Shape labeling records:

________________________________________

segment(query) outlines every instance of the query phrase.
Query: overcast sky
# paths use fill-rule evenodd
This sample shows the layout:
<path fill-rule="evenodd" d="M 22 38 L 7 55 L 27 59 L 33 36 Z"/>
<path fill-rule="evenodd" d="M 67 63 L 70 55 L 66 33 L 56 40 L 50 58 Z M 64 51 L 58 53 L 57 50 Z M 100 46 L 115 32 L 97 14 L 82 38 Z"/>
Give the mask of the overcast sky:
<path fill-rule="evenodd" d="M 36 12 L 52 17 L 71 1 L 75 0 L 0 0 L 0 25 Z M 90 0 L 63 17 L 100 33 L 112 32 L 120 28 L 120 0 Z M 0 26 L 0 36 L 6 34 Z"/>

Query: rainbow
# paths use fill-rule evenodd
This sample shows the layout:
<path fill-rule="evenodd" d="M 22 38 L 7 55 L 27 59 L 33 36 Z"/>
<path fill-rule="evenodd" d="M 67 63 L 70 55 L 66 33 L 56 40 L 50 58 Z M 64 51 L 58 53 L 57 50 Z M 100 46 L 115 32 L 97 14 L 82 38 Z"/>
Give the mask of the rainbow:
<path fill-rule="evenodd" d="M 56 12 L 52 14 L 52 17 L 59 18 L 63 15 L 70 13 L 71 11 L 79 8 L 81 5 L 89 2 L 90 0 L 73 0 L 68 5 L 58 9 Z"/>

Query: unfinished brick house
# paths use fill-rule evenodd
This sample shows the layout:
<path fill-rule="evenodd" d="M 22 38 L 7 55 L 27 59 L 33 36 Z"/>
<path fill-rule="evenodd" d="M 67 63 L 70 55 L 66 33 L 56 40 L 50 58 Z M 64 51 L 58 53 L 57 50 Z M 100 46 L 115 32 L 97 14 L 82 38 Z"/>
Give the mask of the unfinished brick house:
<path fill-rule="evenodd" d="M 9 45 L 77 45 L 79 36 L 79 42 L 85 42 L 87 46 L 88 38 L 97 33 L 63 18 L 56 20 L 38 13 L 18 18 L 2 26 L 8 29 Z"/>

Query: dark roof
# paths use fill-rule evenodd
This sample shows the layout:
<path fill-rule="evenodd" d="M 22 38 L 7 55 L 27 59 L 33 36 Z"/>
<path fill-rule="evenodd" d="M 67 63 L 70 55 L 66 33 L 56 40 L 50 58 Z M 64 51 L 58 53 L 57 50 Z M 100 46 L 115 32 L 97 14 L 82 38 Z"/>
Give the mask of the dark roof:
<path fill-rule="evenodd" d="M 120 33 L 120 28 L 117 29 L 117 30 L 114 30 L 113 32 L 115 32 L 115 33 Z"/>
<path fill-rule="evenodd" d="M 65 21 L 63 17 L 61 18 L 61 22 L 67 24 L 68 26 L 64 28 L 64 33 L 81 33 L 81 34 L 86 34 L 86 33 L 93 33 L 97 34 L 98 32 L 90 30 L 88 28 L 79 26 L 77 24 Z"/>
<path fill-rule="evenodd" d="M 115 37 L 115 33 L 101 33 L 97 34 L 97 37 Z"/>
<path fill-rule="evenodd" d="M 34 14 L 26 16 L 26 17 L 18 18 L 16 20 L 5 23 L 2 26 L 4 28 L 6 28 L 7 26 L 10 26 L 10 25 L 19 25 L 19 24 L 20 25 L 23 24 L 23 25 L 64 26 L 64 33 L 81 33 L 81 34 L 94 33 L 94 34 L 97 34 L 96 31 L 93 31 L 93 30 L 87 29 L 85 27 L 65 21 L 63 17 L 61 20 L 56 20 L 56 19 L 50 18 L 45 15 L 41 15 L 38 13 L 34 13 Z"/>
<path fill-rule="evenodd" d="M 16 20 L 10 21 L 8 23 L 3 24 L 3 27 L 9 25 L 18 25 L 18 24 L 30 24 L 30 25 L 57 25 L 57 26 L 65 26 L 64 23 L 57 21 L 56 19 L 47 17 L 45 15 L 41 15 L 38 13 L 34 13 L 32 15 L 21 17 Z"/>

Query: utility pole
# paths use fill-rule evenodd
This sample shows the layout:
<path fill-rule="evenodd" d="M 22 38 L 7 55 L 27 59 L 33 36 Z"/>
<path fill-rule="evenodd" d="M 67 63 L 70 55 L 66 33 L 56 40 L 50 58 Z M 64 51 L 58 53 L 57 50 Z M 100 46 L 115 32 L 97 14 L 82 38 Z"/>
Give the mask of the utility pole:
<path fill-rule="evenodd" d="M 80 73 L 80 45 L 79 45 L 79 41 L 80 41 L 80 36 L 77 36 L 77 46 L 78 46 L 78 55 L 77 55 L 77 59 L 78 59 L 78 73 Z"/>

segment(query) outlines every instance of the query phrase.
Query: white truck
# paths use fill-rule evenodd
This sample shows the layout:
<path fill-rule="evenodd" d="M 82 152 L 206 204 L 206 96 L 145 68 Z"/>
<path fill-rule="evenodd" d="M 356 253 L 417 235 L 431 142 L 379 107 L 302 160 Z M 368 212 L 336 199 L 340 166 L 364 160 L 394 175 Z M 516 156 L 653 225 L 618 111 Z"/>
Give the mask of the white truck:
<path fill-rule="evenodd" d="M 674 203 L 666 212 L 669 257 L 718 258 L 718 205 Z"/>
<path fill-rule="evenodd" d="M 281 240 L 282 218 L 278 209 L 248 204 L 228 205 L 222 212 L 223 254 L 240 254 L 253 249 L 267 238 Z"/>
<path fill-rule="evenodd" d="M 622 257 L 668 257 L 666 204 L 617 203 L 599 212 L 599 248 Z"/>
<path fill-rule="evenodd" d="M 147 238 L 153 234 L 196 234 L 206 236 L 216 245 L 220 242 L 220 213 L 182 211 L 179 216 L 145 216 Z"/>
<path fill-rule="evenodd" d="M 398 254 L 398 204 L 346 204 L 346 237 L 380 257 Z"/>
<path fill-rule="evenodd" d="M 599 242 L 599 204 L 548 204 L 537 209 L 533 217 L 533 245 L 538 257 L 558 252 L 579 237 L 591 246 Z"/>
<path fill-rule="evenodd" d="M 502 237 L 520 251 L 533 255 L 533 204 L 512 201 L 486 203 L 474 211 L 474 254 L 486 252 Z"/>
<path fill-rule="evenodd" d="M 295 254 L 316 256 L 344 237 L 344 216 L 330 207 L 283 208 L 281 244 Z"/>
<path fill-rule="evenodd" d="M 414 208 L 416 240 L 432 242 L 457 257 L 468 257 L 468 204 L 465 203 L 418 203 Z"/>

________________________________________

Problem requirements:
Pull out each line of the items above that contains the word "Give", copying those lines unchanged.

Written response:
Give the mask of the overcast sky:
Give the mask of the rainbow:
Give the mask of the unfinished brick house:
Give the mask of the dark roof:
Give the mask of the utility pole:
Give the mask of the white truck:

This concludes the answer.